## Records provided

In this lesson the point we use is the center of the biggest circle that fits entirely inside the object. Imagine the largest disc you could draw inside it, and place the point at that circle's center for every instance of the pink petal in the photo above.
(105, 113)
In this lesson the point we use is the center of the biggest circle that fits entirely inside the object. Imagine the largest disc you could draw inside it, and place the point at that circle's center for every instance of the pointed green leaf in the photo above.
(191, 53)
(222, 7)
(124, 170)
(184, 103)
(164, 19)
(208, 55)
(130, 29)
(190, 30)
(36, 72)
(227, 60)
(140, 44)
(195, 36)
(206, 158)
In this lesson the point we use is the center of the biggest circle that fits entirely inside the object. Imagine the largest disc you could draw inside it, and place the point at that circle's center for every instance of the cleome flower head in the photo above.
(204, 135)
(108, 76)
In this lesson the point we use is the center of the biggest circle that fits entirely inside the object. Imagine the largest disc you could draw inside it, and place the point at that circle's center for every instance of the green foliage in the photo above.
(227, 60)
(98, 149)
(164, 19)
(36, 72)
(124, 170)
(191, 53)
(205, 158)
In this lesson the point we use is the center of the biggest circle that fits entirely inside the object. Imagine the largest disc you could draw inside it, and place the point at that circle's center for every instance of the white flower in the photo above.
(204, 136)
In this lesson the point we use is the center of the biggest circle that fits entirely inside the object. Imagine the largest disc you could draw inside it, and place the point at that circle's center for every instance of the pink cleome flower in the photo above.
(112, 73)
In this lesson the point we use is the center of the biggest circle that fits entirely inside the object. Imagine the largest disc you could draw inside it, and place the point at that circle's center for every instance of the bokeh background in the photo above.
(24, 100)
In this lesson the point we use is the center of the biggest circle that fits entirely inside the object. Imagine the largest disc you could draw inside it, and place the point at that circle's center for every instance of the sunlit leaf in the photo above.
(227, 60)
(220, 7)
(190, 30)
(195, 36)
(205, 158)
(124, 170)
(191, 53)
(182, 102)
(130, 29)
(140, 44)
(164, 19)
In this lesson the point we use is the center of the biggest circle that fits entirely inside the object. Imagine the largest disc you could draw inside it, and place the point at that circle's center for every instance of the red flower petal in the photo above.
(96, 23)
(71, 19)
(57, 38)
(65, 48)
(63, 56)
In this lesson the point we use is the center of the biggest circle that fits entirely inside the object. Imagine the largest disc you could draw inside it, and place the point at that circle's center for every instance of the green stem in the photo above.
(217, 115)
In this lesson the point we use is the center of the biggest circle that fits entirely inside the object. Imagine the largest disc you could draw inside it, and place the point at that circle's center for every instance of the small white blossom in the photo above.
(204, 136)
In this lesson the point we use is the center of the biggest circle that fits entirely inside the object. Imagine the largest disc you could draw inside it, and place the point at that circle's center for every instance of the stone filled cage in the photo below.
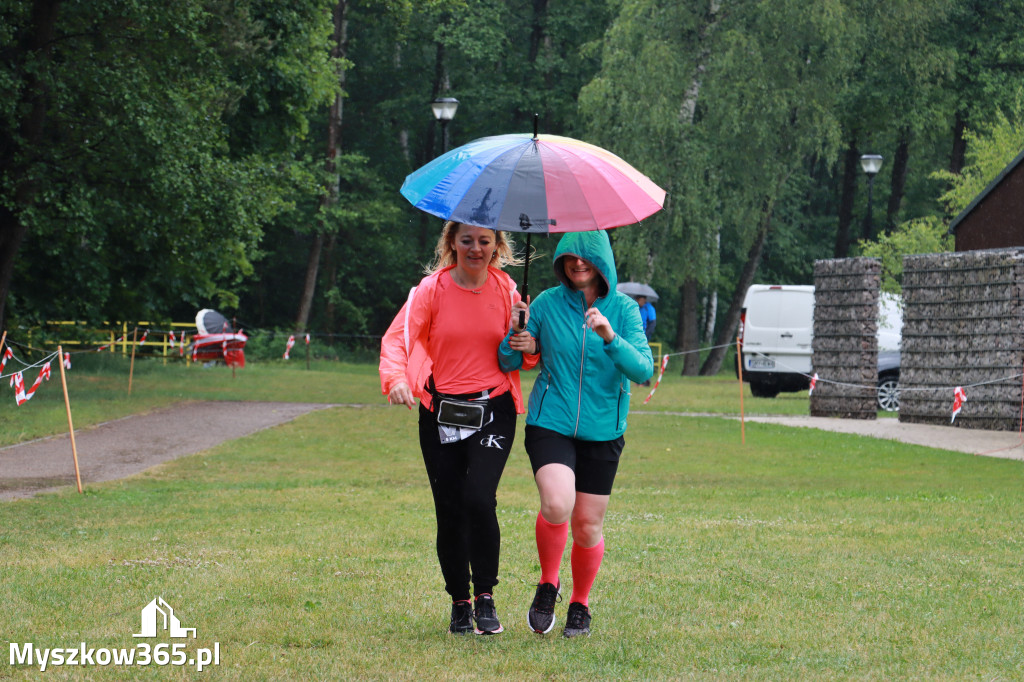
(962, 327)
(845, 350)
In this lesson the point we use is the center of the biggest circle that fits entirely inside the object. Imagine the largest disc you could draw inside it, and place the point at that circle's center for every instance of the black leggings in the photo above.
(464, 479)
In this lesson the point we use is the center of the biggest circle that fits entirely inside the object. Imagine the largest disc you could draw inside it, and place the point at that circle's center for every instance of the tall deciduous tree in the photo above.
(143, 146)
(723, 102)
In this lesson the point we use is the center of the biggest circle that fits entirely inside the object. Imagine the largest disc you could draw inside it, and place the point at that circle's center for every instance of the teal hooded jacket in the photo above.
(583, 390)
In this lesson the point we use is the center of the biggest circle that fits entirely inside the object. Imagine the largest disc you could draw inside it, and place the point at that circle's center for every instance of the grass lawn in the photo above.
(306, 551)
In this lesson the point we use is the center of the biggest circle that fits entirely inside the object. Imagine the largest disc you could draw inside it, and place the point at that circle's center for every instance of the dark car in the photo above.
(888, 393)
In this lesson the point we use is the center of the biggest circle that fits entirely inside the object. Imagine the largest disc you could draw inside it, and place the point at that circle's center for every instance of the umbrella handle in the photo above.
(525, 284)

## Task directions
Pictures are not part of the copy; reproduce everything else in the records exactly.

## Solution to the problem
In this lesson the point we use is the center of the biggest circle that fits entirely inside the object. Imagine the largest disc you could draw inside it, and place the point at that circle's center for every instance of the pink petal in the photo above.
(105, 113)
In this lesson the point we use is the center of the biggest circle that fits entirely inside the object. Imagine the largest disc you could draw inside it, and place the point at that circle's center for every instance of the pointed green leaf in the photo above.
(191, 53)
(222, 7)
(124, 170)
(184, 103)
(164, 19)
(208, 55)
(130, 29)
(190, 30)
(36, 72)
(227, 60)
(140, 44)
(195, 36)
(206, 158)
In this lesson the point we use is the center of the biggest circle that fits entirely inside the object. Imagine the largest disc you could draw inside it, and place the point at that circle's center for every instance of the cleome flower head in the photo above.
(204, 135)
(108, 76)
In this lesson the point we use is the center of the biggest circle that fits entirely inside the object. Imagine the largest disc you could draw inside it, and place the point at that circle's center for every instance of the green foliage in the photo above.
(227, 60)
(98, 149)
(164, 19)
(36, 72)
(124, 170)
(191, 53)
(205, 158)
In this lesson the point we use is the center of the biggest circle that fits entirely inside the object. Imagine the largest disc you could draw inside it, and place the point at that circle's center for every instance of the white flower in the photo above.
(204, 136)
In this lesson the point we use is the center of the biggest circle that fits entirely inside the object. Imagine the largest disc you could draw inside it, and place the point at that circle's center for every instance of the pink cleome flower in the photo above.
(112, 73)
In this lesson the point we use is the center of the biggest circle that fits entirely inside the object. Imagine the largest disc you could draw inside it, and place the point at that circle's center for every instance of the bokeh background in the photo above.
(24, 100)
In this lesson the point we use is the center of the biggest circle that fits entirely inside the object. Imagine the largest disc you could draw inside it, and place the point at that circle's center for every instance of the sunlit leaf in the photo above.
(227, 60)
(220, 7)
(190, 30)
(195, 36)
(205, 158)
(124, 170)
(191, 53)
(182, 102)
(130, 29)
(140, 44)
(164, 19)
In this lesson the point we use is the center of the biggest circle that fits entirely inside the object. Imagine the largest disc you could draw inside it, and place the point at that circle's center for every instance of the red flower petal in the photo above.
(96, 23)
(71, 19)
(57, 38)
(65, 48)
(63, 56)
In this lesson the point we use is the center of the biggest circle that fits entirely inside the object. Imagine the largest disc you could draw inside it, and place the point at that circle's center for every instance of the green stem in the photo above.
(217, 115)
In this lesson the point we use is the center of the biggest circle that fits entirely inside the object. Imagine the largest disc you could draw inside it, and place the point at that circle's center for every instance of the small white blossom in the photo above.
(204, 136)
In this lesson the point we use is the center of the biggest circle that fits entirely inside the object. Imagine the largest disc you could draw inside it, and place the point at that circle's center for every instance of the stone filled cage in the photo below.
(962, 327)
(845, 350)
In this lesson the point we use is the center of the biggest circle that fits entirely inside the object. Imagine the largest disc you could draw inside it, and place the point at that circle's center for every instance of the black leggings in the photo above.
(464, 479)
In this lesson the point we use is the center of the biggest circle that fits entirely inside the object. Imagine the largest disc you could draw inside it, and place the point at that circle's center for every instance of the tall deciduous tree in the photo above.
(143, 146)
(723, 102)
In this lesson the point we use is the center of the biggest circle that fits entirely inside the object. Imagine the largest disc you could draw inside it, and place the point at that circle's center for every instance of the teal hooded jacket in the photo above.
(583, 390)
In this lesson the point we use is the center of the biggest circle that fits entirely inside the object. Imagine the largest disc you could draw inside it, and place the point at that circle's center for every instance of the grass lawn in the photo above.
(306, 551)
In this lesson the point we use is the center of the biggest circle that fits entirely inside the object. Imagine the largest disc you could draw inside it, and place the point at that circle's center for every instance of the dark car in the photo above.
(888, 393)
In this lesson the point we use is the center of the biggest circle that fits entirely inside the object. Imagine the largest disc you could draw inside it, and place the point at that circle's center for every instance of the umbrella handle in the photo above.
(525, 284)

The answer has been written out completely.